- _Task material_:
=====
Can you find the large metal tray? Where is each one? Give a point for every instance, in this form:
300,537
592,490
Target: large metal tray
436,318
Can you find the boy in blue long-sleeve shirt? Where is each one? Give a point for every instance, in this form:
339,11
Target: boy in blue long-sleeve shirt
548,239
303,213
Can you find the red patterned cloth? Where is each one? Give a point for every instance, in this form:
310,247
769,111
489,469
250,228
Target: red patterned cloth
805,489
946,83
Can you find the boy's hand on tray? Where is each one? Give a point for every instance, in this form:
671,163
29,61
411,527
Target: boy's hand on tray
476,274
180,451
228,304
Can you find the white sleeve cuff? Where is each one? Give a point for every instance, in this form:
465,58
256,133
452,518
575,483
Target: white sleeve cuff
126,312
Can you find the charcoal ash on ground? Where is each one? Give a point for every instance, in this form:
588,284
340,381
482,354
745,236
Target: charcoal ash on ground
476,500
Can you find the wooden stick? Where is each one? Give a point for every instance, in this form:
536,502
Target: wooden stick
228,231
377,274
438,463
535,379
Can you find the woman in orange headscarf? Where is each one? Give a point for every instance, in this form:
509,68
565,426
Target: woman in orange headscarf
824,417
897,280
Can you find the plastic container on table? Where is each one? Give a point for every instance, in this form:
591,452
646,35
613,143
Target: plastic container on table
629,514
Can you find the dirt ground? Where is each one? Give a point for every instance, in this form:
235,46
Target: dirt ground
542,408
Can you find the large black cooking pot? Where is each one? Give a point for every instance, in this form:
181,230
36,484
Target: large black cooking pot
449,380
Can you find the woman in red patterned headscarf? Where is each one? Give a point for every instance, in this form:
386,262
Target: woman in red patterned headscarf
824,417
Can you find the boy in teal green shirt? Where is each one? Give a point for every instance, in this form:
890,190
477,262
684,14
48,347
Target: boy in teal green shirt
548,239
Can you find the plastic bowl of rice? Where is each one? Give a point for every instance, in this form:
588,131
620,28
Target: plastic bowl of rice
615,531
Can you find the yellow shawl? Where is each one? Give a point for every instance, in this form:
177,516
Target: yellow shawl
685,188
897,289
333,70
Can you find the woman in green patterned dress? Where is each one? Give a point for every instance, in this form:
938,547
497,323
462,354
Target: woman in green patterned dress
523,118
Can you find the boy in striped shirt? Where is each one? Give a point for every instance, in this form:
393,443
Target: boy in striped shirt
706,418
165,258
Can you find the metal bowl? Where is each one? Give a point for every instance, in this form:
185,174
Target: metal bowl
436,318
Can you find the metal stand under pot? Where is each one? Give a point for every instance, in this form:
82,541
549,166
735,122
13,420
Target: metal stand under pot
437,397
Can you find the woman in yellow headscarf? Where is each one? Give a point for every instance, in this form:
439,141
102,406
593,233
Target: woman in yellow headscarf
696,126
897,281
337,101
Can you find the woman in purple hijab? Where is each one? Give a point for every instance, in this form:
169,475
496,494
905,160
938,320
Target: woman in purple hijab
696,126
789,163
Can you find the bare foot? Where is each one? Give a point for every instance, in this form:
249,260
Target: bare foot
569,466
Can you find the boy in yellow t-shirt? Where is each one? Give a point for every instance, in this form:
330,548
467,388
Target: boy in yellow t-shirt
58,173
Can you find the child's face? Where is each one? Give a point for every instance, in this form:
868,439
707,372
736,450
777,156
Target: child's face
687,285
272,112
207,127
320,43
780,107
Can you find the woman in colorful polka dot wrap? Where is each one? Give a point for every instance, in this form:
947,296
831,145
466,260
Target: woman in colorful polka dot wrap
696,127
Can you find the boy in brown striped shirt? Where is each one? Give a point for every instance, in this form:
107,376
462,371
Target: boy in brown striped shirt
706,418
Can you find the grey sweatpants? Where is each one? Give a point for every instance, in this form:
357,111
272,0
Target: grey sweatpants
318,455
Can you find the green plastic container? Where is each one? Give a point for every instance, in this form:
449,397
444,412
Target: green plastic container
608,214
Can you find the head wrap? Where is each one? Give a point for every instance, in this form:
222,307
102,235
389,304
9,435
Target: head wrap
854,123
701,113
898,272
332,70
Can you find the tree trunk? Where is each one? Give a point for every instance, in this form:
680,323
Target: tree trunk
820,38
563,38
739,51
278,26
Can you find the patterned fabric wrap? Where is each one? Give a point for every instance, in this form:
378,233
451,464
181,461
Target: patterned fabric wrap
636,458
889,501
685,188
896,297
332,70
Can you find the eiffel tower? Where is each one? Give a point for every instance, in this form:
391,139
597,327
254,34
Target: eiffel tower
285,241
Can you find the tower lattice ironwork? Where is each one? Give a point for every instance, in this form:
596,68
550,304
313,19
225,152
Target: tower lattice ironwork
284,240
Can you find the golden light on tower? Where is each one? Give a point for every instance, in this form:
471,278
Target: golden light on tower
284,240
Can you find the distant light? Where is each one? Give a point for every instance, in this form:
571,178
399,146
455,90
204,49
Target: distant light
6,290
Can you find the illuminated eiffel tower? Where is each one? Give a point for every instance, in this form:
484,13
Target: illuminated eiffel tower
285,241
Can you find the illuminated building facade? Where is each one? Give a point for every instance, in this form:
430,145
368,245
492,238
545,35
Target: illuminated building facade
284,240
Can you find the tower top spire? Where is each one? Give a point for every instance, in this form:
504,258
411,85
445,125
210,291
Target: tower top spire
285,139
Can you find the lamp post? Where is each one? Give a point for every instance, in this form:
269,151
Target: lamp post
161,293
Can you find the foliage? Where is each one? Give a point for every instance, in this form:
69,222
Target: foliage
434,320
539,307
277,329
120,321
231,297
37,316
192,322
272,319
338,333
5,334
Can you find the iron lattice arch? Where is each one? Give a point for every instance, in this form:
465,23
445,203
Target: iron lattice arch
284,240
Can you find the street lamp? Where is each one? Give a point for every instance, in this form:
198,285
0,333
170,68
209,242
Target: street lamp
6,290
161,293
=====
- _What needs to be done_: All of the material must be reproduced exactly.

- _Exercise answer_:
Can you find the large metal tray? Where is each one? Give a point for every instance, in this form:
300,537
592,490
Target: large metal tray
436,318
Can you find the boy in blue long-sleeve shirt? Where is each one? Give a point for every instance, in this form:
339,11
Target: boy in blue long-sleeve shirt
548,239
303,213
Can you find the red patterned cloth? Where is each one? Give a point for every instance, in this form:
310,247
769,111
489,469
250,228
Target: red patterned cloth
805,489
946,83
Can you find the boy's hand on tray? Where is each one? Give a point for every instance, in this form:
671,163
29,61
411,527
Target: boy's hand on tray
476,274
180,451
228,304
Can you find the white sleeve cuff? Where is each one? Give a point for every instance, in this form:
465,58
256,133
452,518
575,483
Target: white sleeve cuff
126,312
Can you find the charcoal ash on ground? Where is each one? Give a point for every instance, in this form:
588,284
340,381
482,354
745,236
Target: charcoal ash on ground
476,500
Can you find the wooden stick? Where is each one? Give a point for every instance, in this form:
536,502
Target: wooden stick
228,231
377,274
438,463
535,379
Can you find the woman in orange headscarf? Where is each one? Give a point for every instance, in this form:
509,68
565,426
Target: woman in orange headscarf
824,417
897,280
Can you find the plastic container on table? Where is each one? Give a point for every instance, in this form:
591,452
646,35
613,143
Target: plastic container on table
629,514
Can you find the dirt ground? Where is each one? Give a point for every instance, in this form:
235,46
Target: dirt ground
542,408
Can you find the large black cooking pot? Where is each one? Give a point for every instance, in this form:
181,230
36,484
Target: large black cooking pot
449,380
Can you find the woman in red patterned headscarf? Where is each one? Give a point for every instance, in this form:
386,262
Target: woman in red patterned headscarf
824,417
Can you find the boy in teal green shirt? Where is each one? Give a point for every instance, in this form:
890,190
477,262
684,14
48,347
Target: boy in teal green shirt
548,239
Can you find the plastic bowl of rice? Where is each one? Give a point for every instance, in this form:
588,131
620,28
Target: plastic bowl of rice
615,531
Can you find the yellow shawl? Where is each one? Give a point for every instance, in this form:
177,516
Target: yellow shawl
685,188
897,289
333,70
Can you find the woman in green patterned dress? Where is each one? Give a point for every instance, in this form:
938,547
497,323
462,354
Target: woman in green patterned dress
523,118
Can you find the boy in striped shirt? Where is each one? Give a point for every instance, in this form:
393,443
Target: boy in striped shirt
706,418
165,258
Can you find the metal bowl? Where is each one? Give a point for every instance, in this form:
185,174
Target: metal bowl
436,318
Can you find the metal stand under pot? Where is each one? Give a point for every instance, in this form:
82,541
549,166
735,122
13,420
Target: metal stand under pot
437,397
Can you find the woman in yellow headscarf? Where is each one? Give a point for every instance, in this form:
439,141
102,406
593,233
Target: woman in yellow headscarf
696,126
897,281
337,101
Can you find the woman in purple hijab? Where is each one? Give a point for every instance, in this form:
169,475
496,494
905,160
938,320
Target: woman in purple hijab
696,126
789,163
Can you find the bare foot? Where is each one? Give a point for every instance, in this form:
249,260
Target: bare foot
569,466
Can you find the boy in yellow t-shirt? Where is each one? Give a point for every instance, in this form:
330,548
467,388
Target: boy in yellow t-shirt
58,173
Can you find the child's face? Where is each one? Give a point for every instance, in this form:
868,439
707,372
736,450
777,156
Target: child's face
687,285
272,112
207,127
320,43
780,107
Can you find the woman in colorful polka dot wrap? Where is each one? Give a point for every instance, in this form:
947,296
831,145
466,260
Target: woman in colorful polka dot wrap
696,127
Can you find the boy in brown striped shirt? Where is each one? Give a point for every instance, in this form:
107,376
462,371
Target: boy in brown striped shirt
706,418
Can you find the grey sweatpants? Where is each one? Give a point for every instance, in this form:
357,111
272,0
Target: grey sweatpants
318,455
Can you find the green plastic container? Where is each one? Give a point for every instance, in this form:
449,397
444,412
Target: green plastic container
608,214
Can you find the head wrap? Where is each one? Give a point for every instance, in this form:
222,307
102,235
389,304
9,435
Target: head wrap
854,123
701,113
898,272
332,70
Can you find the tree trunk? Where is each one? Give a point for every instance, in this form:
680,323
Target: tree trunk
820,38
563,38
739,51
278,26
Can you find the patterned fabric wrap? Where is each one? Give a point for every instance, in this form:
378,233
451,464
181,461
Target: patterned fabric wrap
636,458
889,501
685,188
896,297
332,70
Can you find the eiffel tower? Where is each one? Give a point for every instance, in this form:
391,139
597,327
254,34
Target: eiffel tower
285,241
Can you find the tower lattice ironwork? Where is each one? Give a point for every instance, in this form:
596,68
550,304
313,19
225,152
Target: tower lattice ironwork
284,240
Can you find the golden light on tower? Where is each one? Give a point for every instance, in this form:
471,278
Target: golden light on tower
284,240
Can you find the distant light? Where is each one? Give a point for every instance, in this form:
571,178
399,146
455,90
204,49
Target: distant light
6,290
Can you find the illuminated eiffel tower? Where is each one? Give a point for every instance, in this form:
484,13
Target: illuminated eiffel tower
285,241
Can you find the illuminated building facade? Where is each one? Give a point for every instance, in this form:
430,145
368,245
492,238
545,35
Target: illuminated building facade
284,240
Can you find the tower top spire? Where is each one? Give a point for every instance, in this form:
504,258
411,85
445,125
210,291
Target: tower top spire
285,139
Can you find the lamp post? Where is each one? Give a point for every instance, in this form:
269,151
Target: lamp post
161,293
Can you find the foliage? Where is each one? Give a point for every instance, in this form:
69,222
Target: foliage
434,320
539,307
277,329
120,321
231,297
37,316
192,322
272,319
338,333
5,334
Can you find the iron lattice arch? Where is each one? Give a point for every instance, in this form:
465,23
445,203
Target: iron lattice arch
284,240
Can you find the street lamp? Where is each one? Give a point for every instance, in this form:
198,285
0,333
170,68
209,242
Target: street lamp
6,290
161,293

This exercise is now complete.